What to work on: Please return, character for character, everything in the entries below from the line containing "Target: tusked elephant" down to the line containing "514 143 L 508", including both of those lines.

* Begin *

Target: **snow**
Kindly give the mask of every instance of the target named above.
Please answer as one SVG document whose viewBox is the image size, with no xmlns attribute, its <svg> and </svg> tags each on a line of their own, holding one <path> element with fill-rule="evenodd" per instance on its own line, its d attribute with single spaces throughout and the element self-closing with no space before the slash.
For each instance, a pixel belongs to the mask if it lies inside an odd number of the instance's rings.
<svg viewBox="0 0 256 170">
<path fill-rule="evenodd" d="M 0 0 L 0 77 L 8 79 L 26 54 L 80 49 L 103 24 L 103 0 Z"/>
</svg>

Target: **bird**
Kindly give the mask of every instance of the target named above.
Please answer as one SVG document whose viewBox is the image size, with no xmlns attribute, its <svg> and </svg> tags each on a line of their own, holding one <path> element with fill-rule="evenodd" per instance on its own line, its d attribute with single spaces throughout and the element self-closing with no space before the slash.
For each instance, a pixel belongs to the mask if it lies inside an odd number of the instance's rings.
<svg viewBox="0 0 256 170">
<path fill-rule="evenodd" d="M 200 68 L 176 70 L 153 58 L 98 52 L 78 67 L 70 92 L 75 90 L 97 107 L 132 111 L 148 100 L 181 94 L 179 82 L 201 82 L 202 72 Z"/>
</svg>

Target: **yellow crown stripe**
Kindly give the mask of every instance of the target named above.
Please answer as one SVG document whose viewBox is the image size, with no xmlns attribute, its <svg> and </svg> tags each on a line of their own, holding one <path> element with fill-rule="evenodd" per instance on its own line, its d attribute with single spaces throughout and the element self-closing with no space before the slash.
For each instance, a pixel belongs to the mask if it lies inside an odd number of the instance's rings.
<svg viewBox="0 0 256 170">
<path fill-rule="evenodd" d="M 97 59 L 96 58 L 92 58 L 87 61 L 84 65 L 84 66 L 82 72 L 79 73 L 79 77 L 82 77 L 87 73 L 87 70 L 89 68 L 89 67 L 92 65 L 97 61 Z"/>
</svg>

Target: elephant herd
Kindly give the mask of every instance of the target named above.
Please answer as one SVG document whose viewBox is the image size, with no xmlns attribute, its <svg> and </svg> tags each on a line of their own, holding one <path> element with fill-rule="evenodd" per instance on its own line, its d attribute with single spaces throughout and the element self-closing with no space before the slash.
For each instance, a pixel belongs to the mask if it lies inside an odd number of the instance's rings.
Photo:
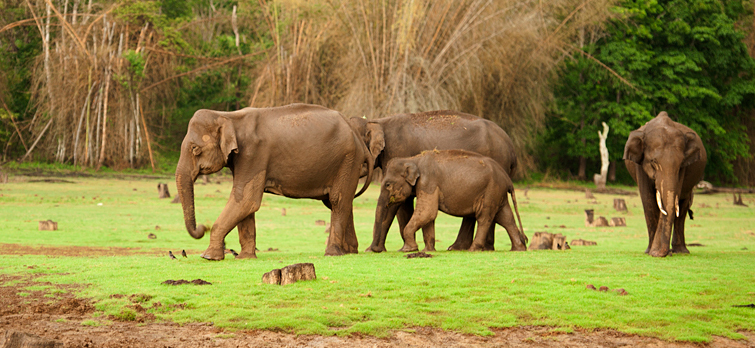
<svg viewBox="0 0 755 348">
<path fill-rule="evenodd" d="M 688 252 L 684 217 L 692 216 L 692 187 L 706 162 L 697 134 L 662 112 L 632 132 L 624 159 L 640 187 L 646 253 L 669 253 L 672 225 L 671 251 Z M 419 229 L 425 251 L 434 251 L 438 210 L 462 217 L 448 250 L 494 250 L 496 223 L 508 232 L 511 250 L 527 250 L 511 179 L 517 167 L 513 142 L 498 125 L 477 116 L 444 110 L 366 120 L 309 104 L 199 110 L 189 121 L 176 167 L 184 222 L 194 238 L 207 230 L 196 223 L 194 181 L 223 167 L 233 174 L 233 188 L 212 225 L 202 254 L 208 260 L 224 258 L 224 239 L 234 227 L 241 244 L 237 258 L 256 258 L 255 212 L 264 192 L 321 200 L 331 211 L 325 255 L 357 253 L 353 200 L 369 187 L 376 168 L 383 181 L 367 251 L 385 251 L 394 218 L 404 239 L 401 251 L 418 250 Z"/>
</svg>

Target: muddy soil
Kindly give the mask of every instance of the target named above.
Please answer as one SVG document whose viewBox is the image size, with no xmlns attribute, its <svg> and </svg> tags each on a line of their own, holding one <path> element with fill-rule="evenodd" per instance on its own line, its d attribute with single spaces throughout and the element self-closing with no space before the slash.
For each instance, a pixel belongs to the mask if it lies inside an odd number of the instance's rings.
<svg viewBox="0 0 755 348">
<path fill-rule="evenodd" d="M 10 250 L 13 250 L 11 253 Z M 57 256 L 100 256 L 133 254 L 126 248 L 28 247 L 0 245 L 0 254 L 36 254 Z M 138 251 L 136 251 L 138 252 Z M 667 342 L 613 330 L 576 329 L 572 333 L 554 332 L 549 327 L 513 327 L 493 329 L 493 336 L 482 337 L 435 328 L 408 328 L 390 337 L 294 335 L 272 331 L 230 331 L 211 323 L 178 325 L 158 322 L 138 304 L 140 313 L 133 321 L 93 317 L 94 303 L 74 297 L 76 285 L 38 282 L 39 275 L 0 274 L 0 338 L 6 331 L 21 331 L 54 339 L 64 347 L 715 347 L 755 348 L 755 333 L 743 332 L 746 340 L 714 337 L 709 344 Z M 25 289 L 46 285 L 45 290 Z M 65 292 L 53 291 L 55 289 Z M 138 306 L 138 307 L 137 307 Z M 104 323 L 104 324 L 103 324 Z M 97 326 L 92 326 L 97 325 Z"/>
</svg>

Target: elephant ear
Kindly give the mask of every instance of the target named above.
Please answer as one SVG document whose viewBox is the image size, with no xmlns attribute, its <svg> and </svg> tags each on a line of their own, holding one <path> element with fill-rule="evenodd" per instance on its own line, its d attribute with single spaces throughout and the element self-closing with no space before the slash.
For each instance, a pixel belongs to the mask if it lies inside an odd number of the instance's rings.
<svg viewBox="0 0 755 348">
<path fill-rule="evenodd" d="M 223 161 L 227 163 L 231 152 L 239 152 L 236 143 L 236 129 L 234 129 L 231 120 L 225 117 L 218 118 L 218 124 L 220 125 L 218 130 L 220 133 L 220 150 L 223 151 Z"/>
<path fill-rule="evenodd" d="M 642 162 L 642 158 L 645 155 L 644 138 L 645 132 L 641 130 L 629 133 L 629 139 L 627 139 L 627 144 L 624 146 L 624 160 L 630 160 L 634 163 Z"/>
<path fill-rule="evenodd" d="M 417 185 L 417 179 L 419 179 L 419 168 L 417 164 L 413 162 L 407 162 L 404 164 L 404 179 L 409 185 Z"/>
<path fill-rule="evenodd" d="M 697 141 L 697 134 L 688 132 L 684 135 L 687 138 L 687 146 L 684 149 L 684 161 L 682 167 L 686 167 L 700 160 L 700 143 Z"/>
<path fill-rule="evenodd" d="M 383 132 L 383 127 L 377 123 L 368 122 L 366 128 L 365 138 L 369 139 L 372 160 L 376 161 L 377 156 L 385 149 L 385 133 Z"/>
</svg>

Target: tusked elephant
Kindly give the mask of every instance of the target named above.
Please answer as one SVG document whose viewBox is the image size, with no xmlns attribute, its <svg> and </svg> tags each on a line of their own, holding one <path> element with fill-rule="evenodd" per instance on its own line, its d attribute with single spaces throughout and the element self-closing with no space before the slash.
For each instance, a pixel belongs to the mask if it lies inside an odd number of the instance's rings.
<svg viewBox="0 0 755 348">
<path fill-rule="evenodd" d="M 489 157 L 462 150 L 431 150 L 410 158 L 388 162 L 380 187 L 375 234 L 384 235 L 390 227 L 391 212 L 410 197 L 417 197 L 414 210 L 404 229 L 404 249 L 417 250 L 414 238 L 424 228 L 425 251 L 434 250 L 435 218 L 438 210 L 477 220 L 477 235 L 470 251 L 486 250 L 487 234 L 495 223 L 503 226 L 511 239 L 511 250 L 527 250 L 527 236 L 517 229 L 509 206 L 508 194 L 519 218 L 514 185 L 506 171 Z M 522 221 L 519 219 L 519 226 Z"/>
<path fill-rule="evenodd" d="M 514 143 L 508 134 L 492 121 L 452 110 L 438 110 L 414 114 L 398 114 L 375 120 L 352 117 L 350 122 L 362 134 L 375 161 L 375 167 L 385 173 L 387 163 L 394 158 L 411 157 L 426 150 L 468 150 L 488 156 L 513 177 L 517 166 Z M 403 231 L 413 212 L 413 198 L 398 209 L 398 223 Z M 394 213 L 395 214 L 395 213 Z M 394 216 L 389 216 L 390 222 Z M 375 224 L 377 226 L 378 221 Z M 462 219 L 456 241 L 448 250 L 467 250 L 472 245 L 475 220 Z M 390 227 L 390 226 L 389 226 Z M 485 248 L 494 249 L 495 234 L 491 226 Z M 380 230 L 379 228 L 374 231 Z M 426 231 L 423 229 L 423 233 Z M 385 251 L 386 235 L 373 232 L 372 244 L 366 251 Z M 385 231 L 387 233 L 387 230 Z M 405 245 L 406 246 L 406 245 Z M 402 247 L 402 250 L 405 247 Z"/>
<path fill-rule="evenodd" d="M 206 227 L 196 225 L 194 181 L 223 167 L 233 173 L 233 189 L 212 225 L 203 258 L 222 260 L 225 236 L 236 226 L 241 242 L 238 258 L 257 257 L 254 214 L 263 192 L 322 200 L 331 209 L 325 255 L 357 253 L 352 203 L 363 170 L 372 174 L 373 158 L 337 111 L 292 104 L 194 113 L 181 144 L 176 186 L 186 229 L 196 239 L 202 238 Z M 368 180 L 357 196 L 369 184 Z"/>
<path fill-rule="evenodd" d="M 684 242 L 684 220 L 692 218 L 693 189 L 702 180 L 708 156 L 700 137 L 676 123 L 663 111 L 629 134 L 624 163 L 637 182 L 645 210 L 648 247 L 645 253 L 664 257 L 689 253 Z"/>
</svg>

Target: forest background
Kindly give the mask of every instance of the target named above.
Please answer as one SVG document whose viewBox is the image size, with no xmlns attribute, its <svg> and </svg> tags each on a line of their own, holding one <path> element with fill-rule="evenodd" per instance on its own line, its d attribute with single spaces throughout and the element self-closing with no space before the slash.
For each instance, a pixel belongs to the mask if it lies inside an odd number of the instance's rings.
<svg viewBox="0 0 755 348">
<path fill-rule="evenodd" d="M 0 0 L 2 163 L 170 172 L 201 108 L 498 123 L 518 176 L 611 173 L 667 111 L 706 180 L 755 185 L 755 1 Z M 609 175 L 610 177 L 610 175 Z"/>
</svg>

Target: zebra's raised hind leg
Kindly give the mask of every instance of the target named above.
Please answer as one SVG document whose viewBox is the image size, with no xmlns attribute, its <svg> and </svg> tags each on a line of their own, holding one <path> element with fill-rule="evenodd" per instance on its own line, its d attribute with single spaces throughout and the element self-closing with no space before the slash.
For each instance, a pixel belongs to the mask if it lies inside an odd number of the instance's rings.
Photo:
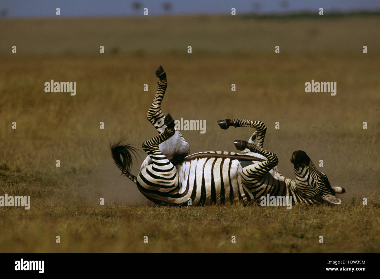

* End *

Finished answer:
Target: tusked elephant
Kindly give the mask of every instance of the target named above.
Please answer as one SVG document whose viewBox is the image size, with no xmlns attribute, its <svg> and </svg> tags each on a line of their own, holding one <path> element with fill-rule="evenodd" per instance on its own line, its d attribute with single spaces throughout and the element self-closing with no space before the slash.
For each instance, a pixel belongs to the mask if it lies inside an odd number of the instance's rings.
<svg viewBox="0 0 755 348">
<path fill-rule="evenodd" d="M 489 157 L 462 150 L 431 150 L 410 158 L 388 162 L 380 187 L 375 234 L 384 235 L 390 227 L 391 212 L 410 197 L 417 197 L 414 210 L 404 229 L 404 249 L 417 250 L 414 238 L 424 228 L 425 251 L 434 250 L 435 218 L 438 210 L 477 220 L 477 235 L 470 251 L 486 250 L 487 234 L 495 223 L 503 226 L 511 239 L 511 250 L 527 250 L 527 236 L 517 229 L 509 206 L 508 194 L 519 218 L 514 185 L 506 171 Z M 522 221 L 519 219 L 519 226 Z"/>
<path fill-rule="evenodd" d="M 514 143 L 508 134 L 492 121 L 452 110 L 438 110 L 414 114 L 398 114 L 375 120 L 352 117 L 350 122 L 362 134 L 375 161 L 375 167 L 385 173 L 387 163 L 394 158 L 411 157 L 426 150 L 468 150 L 488 156 L 513 177 L 517 166 Z M 403 231 L 413 212 L 413 198 L 398 209 L 398 223 Z M 394 213 L 395 214 L 395 213 Z M 394 216 L 389 216 L 390 222 Z M 375 224 L 377 226 L 378 221 Z M 462 219 L 456 241 L 448 250 L 467 250 L 472 245 L 475 220 Z M 390 227 L 390 226 L 389 226 Z M 485 248 L 494 249 L 495 234 L 491 226 Z M 380 230 L 379 228 L 374 231 Z M 426 231 L 423 229 L 423 233 Z M 385 251 L 386 235 L 373 232 L 372 244 L 366 251 Z M 385 231 L 387 233 L 387 230 Z M 405 245 L 406 246 L 406 245 Z M 402 247 L 402 250 L 405 247 Z"/>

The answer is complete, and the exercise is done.